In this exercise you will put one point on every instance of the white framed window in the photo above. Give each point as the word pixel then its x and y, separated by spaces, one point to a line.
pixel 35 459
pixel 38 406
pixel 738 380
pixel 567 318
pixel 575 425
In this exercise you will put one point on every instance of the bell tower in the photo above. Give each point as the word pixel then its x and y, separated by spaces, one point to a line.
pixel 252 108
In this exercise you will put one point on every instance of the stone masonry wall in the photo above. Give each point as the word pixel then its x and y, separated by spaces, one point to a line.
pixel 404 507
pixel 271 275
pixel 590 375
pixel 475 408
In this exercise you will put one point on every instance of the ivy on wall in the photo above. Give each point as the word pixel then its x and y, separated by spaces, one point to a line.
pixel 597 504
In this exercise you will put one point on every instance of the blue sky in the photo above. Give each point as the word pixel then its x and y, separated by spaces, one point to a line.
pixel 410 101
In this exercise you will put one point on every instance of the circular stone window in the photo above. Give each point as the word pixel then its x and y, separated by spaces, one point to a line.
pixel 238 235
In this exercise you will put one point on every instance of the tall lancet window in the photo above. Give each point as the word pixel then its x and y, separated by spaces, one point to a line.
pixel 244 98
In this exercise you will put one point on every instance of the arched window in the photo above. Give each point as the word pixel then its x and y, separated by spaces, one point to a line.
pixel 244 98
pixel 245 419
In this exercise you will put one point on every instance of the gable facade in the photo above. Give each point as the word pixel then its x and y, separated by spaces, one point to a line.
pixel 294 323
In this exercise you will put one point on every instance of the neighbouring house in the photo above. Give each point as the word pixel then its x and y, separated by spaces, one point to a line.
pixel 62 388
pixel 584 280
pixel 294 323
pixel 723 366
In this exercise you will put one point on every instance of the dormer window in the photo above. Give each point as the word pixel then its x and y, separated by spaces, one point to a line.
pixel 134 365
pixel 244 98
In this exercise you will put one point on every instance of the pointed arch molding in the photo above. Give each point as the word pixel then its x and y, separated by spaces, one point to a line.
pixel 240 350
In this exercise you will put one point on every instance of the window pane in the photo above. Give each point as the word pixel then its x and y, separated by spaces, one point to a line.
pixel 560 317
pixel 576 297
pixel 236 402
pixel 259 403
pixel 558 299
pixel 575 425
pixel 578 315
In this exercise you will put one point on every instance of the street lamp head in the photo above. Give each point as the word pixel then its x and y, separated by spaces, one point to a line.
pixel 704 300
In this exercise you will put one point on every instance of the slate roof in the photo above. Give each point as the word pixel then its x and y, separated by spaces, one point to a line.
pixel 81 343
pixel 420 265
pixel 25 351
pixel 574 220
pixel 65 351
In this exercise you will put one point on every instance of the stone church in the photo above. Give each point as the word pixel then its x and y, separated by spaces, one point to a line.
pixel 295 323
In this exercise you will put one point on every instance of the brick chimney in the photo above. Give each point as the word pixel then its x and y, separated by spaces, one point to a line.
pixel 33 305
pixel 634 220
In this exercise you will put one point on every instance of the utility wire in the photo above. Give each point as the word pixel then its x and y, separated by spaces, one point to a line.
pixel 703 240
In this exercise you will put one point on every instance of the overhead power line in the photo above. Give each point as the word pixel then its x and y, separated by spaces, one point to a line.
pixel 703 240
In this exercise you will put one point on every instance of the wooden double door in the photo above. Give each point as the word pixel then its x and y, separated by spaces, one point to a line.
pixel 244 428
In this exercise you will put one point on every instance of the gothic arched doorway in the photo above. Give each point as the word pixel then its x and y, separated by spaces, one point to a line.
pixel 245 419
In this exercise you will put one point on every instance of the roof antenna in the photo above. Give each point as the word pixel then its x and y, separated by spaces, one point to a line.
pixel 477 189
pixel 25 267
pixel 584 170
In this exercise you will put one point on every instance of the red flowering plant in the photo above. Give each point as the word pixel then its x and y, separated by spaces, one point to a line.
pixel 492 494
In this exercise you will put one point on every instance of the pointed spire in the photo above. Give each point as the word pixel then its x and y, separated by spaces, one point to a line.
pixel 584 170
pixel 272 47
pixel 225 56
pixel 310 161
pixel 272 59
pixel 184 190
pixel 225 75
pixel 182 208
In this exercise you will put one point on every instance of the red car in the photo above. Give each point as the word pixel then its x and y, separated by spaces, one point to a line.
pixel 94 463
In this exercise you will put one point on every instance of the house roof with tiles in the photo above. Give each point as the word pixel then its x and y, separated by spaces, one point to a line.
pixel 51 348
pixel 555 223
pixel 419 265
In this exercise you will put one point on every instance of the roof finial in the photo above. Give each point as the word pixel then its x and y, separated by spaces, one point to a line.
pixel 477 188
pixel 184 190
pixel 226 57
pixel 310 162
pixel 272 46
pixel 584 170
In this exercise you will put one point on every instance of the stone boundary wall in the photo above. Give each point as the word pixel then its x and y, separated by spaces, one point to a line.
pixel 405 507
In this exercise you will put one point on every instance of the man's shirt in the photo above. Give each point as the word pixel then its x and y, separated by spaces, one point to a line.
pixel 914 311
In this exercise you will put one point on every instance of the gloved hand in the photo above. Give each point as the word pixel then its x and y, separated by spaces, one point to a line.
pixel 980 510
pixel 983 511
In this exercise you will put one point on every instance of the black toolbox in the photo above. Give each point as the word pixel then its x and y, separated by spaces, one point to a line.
+++++
■ GIVEN INSTRUCTION:
Return every line exactly.

■ COMPLETE ANSWER:
In this exercise you will put one point on every instance of the white framed window in the photo above. Give each point as the word pixel then its x and y, separated by spaces, one point to a line.
pixel 35 459
pixel 38 406
pixel 738 380
pixel 567 318
pixel 575 425
In this exercise you will put one point on every instance of the bell tower in the photo above. Give each point as the word pixel then its x and y, separated by spaces, one point to a line.
pixel 252 108
In this exercise you will put one point on every instance of the stone masonry wall in the photo above. Give each point as the word pixel then its x and y, separated by spaces, one point to a line.
pixel 404 507
pixel 271 275
pixel 590 375
pixel 475 408
In this exercise you will put one point on every instance of the ivy on wall in the photo above. Give each point as the word pixel then its x and y, separated by spaces, one point to a line.
pixel 597 504
In this exercise you will put one point on every instance of the blue sky in the photo above. Give each point as the word pixel then its x and y, separated by spaces, one point to a line.
pixel 410 101
In this exercise you will put one point on every instance of the circular stone window in the photo above. Give each point as the word pixel then its x and y, separated by spaces, one point to a line.
pixel 238 235
In this exercise you will put one point on every instance of the tall lancet window in the photo above. Give each point as the word pixel then its x and y, separated by spaces, one point to a line.
pixel 244 98
In this exercise you will put one point on every instance of the arched window in the photo above. Give each point as the word pixel then its x and y, separated by spaces, one point to a line.
pixel 244 98
pixel 245 419
In this exercise you will put one point on every instance of the gable facade in the photo above. Give each point as the word pixel then its x and y, separated by spaces, one point to a line.
pixel 294 323
In this exercise you will put one point on every instance of the neighbouring house in the photo above. Give each point as the word pixel then its x and y, separated by spaces, one point to a line.
pixel 62 388
pixel 584 280
pixel 294 323
pixel 723 366
In this exercise you will put one point on every instance of the dormer window in the photo above. Give each point as the word pixel then its x and y, separated by spaces, one point to a line.
pixel 134 365
pixel 244 98
In this exercise you will put one point on every instance of the pointed arch molding in the photo above. Give each point as the word pixel then its x and y, separated by spaces, one point to a line.
pixel 240 350
In this exercise you will put one point on every instance of the window pane in the photo above. Give each point as the word pixel then its x and y, separated by spaces, one point to a line.
pixel 560 317
pixel 576 297
pixel 236 402
pixel 259 403
pixel 558 299
pixel 575 425
pixel 578 315
In this exercise you will put one point on every instance of the street lamp head in the photo above. Give each point as the word pixel then its x and y, separated by spaces, one point to a line.
pixel 704 300
In this exercise you will put one point on every instance of the slate roof in the photo above. Give each point as the word pixel then its x and y, separated by spaces, one point to a line.
pixel 81 343
pixel 420 265
pixel 25 351
pixel 574 220
pixel 65 351
In this exercise you will put one point on every instance of the stone church in the photo above. Give each point as the word pixel then its x and y, separated by spaces, one point to a line.
pixel 295 323
In this exercise you will put one point on every instance of the brick chimney in the photo above. Give each point as the word pixel then its x and y, separated by spaces, one point to a line.
pixel 33 305
pixel 634 220
In this exercise you will put one point on every instance of the utility wire in the photo above. Give each point as the word pixel then its x and y, separated by spaces, one point to a line.
pixel 703 240
In this exercise you will put one point on every instance of the overhead power line in the photo above. Give each point as the word pixel then its x and y, separated by spaces, one point to a line.
pixel 703 240
In this exercise you will put one point on every instance of the wooden double door in the photo above. Give each point as the word pixel then its x and y, separated by spaces, one point to a line.
pixel 244 428
In this exercise you will put one point on every instance of the gothic arched doorway in the photo above. Give each point as the word pixel then its x and y, separated by spaces, one point to a line.
pixel 245 419
In this exercise you will put one point on every instance of the roof antenna in the photo above. Give each point as the word pixel then its x and y, separated by spaces, one point to a line.
pixel 477 189
pixel 25 267
pixel 584 170
In this exercise you will put one point on every instance of the red flowering plant in the photo above. Give each point as the word pixel then its x and y, separated by spaces, one point to a line.
pixel 492 494
In this exercise you will put one point on every instance of the pointed spire in the photo above. Give each point as the word pixel then its x and y, separated by spaces, one point to a line.
pixel 584 170
pixel 272 47
pixel 225 56
pixel 310 161
pixel 272 59
pixel 184 190
pixel 225 75
pixel 182 208
In this exercise you will put one point on every instance of the red car in the photo above. Give each point as the word pixel then its x and y, separated by spaces, one point to a line.
pixel 94 463
In this exercise you will put one point on every instance of the house roof with tiles in the photo above. Give each point as the word pixel then its x and y, separated by spaces, one point to a line.
pixel 51 348
pixel 555 223
pixel 419 265
In this exercise you will put one point on every instance of the roof finial in the photo above. Give each point as the word pixel then its x and y, separated by spaces, one point to a line.
pixel 477 188
pixel 184 190
pixel 226 57
pixel 310 162
pixel 272 46
pixel 584 170
In this exercise you will put one point on every instance of the stone boundary wall in the photo above. Give each point as the word pixel then its x and y, separated by spaces, one point to a line.
pixel 405 507
In this exercise you will put one point on every instance of the man's shirt in the photo above. Give each point as the word pixel then its x and y, separated by spaces, one point to a line.
pixel 914 311
In this exercise you will put one point on every instance of the gloved hand in the photo above. Give each point as the word pixel then its x and y, separated by spaces, one point to a line.
pixel 980 510
pixel 983 511
In this exercise you will put one point on every instance of the black toolbox in the photo above. Give each point as the word pixel then its x and y, separated by spaces, one point to a line.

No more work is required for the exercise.